### What you need to do
Only one stretch of the records below is wanted: the lines from the one holding "Target: chalk writing" through the one holding "Target: cup of colored pencils". Return it exactly, both ends included.

### Material for this exercise
++++

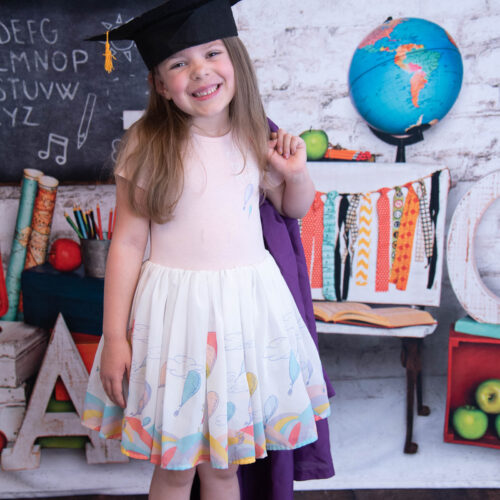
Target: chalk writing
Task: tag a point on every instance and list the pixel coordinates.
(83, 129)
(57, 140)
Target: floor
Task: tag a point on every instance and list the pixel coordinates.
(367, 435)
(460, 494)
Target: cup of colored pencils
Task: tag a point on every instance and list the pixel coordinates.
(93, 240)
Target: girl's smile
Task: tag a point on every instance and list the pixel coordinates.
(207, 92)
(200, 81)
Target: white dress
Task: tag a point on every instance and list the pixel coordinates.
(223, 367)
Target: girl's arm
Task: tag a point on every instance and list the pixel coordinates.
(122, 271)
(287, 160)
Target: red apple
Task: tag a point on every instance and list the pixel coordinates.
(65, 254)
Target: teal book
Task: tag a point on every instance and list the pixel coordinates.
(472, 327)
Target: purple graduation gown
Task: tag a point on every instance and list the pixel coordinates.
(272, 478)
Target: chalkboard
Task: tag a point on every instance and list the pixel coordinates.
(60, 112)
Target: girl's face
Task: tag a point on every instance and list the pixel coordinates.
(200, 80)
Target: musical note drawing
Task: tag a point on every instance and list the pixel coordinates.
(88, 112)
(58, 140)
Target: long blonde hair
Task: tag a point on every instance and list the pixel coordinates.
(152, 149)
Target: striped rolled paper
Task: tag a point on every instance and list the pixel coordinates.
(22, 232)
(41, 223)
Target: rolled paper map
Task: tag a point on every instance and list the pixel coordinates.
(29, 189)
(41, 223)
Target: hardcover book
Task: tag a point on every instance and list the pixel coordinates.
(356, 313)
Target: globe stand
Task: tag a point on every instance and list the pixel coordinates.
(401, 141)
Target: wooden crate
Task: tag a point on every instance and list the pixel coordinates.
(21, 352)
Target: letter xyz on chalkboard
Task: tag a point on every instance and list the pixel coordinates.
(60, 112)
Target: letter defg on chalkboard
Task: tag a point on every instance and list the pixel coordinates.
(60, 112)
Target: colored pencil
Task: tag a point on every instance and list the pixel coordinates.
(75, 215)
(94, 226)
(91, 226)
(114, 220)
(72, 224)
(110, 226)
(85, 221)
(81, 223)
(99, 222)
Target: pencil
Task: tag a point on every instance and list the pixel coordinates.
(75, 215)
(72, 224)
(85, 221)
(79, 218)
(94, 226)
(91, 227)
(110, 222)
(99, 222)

++++

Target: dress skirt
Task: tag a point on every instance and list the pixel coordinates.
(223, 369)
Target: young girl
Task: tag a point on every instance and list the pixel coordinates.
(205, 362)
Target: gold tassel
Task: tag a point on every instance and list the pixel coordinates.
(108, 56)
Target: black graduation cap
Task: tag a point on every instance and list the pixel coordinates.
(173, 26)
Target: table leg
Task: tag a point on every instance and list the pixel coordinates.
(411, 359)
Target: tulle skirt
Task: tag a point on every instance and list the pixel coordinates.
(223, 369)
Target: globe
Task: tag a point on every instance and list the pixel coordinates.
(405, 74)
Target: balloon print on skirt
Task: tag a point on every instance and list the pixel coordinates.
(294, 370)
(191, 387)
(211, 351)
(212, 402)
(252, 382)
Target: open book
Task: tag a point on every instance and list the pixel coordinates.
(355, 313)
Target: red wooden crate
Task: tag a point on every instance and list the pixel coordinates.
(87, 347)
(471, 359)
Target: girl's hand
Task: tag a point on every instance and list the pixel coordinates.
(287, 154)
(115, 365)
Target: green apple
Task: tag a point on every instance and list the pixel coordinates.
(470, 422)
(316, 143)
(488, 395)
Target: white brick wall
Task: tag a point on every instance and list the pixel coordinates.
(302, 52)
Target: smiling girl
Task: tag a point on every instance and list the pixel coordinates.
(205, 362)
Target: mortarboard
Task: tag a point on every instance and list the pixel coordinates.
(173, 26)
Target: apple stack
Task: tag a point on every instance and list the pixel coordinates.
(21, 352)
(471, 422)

++++

### Output below
Target: chalk writing
Task: tag a point on every instance and list the pixel coordinates.
(83, 129)
(57, 140)
Target: floor
Task: tag a point on every instance and list the pixel coordinates.
(367, 435)
(460, 494)
Target: cup of colored pencils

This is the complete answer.